-- BEGIN The data --

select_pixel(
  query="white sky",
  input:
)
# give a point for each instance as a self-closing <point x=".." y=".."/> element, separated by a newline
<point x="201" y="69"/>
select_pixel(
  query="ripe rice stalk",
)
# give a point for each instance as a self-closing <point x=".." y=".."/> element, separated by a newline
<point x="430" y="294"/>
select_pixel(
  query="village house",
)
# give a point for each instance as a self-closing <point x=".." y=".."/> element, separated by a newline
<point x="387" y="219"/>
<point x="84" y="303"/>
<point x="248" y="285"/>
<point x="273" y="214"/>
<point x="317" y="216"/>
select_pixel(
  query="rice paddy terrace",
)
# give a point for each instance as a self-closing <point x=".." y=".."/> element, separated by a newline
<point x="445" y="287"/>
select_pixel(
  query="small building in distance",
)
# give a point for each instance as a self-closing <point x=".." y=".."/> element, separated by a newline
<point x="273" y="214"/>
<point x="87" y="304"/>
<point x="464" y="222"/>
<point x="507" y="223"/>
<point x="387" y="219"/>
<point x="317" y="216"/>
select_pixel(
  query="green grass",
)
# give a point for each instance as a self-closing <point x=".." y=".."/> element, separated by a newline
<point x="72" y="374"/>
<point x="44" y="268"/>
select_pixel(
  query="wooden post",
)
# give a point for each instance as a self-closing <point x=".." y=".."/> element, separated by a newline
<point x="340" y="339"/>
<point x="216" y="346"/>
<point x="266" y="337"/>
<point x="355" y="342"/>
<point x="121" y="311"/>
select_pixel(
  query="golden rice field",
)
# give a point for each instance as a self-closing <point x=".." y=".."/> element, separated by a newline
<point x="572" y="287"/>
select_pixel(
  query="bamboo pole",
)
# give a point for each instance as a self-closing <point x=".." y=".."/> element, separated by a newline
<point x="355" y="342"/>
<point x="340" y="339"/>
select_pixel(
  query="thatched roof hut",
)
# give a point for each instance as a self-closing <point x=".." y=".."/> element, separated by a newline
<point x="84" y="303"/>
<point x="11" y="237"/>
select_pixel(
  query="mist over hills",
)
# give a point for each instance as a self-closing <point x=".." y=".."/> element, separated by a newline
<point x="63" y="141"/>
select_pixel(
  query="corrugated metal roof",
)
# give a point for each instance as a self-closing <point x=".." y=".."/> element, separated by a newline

-- END The data --

Set task: Please show every line of the data above that contains the word "rice", copied in full. Case counts.

Expected output:
  query="ripe rice stalk",
  query="rice paddy terrace",
  query="golden rice field",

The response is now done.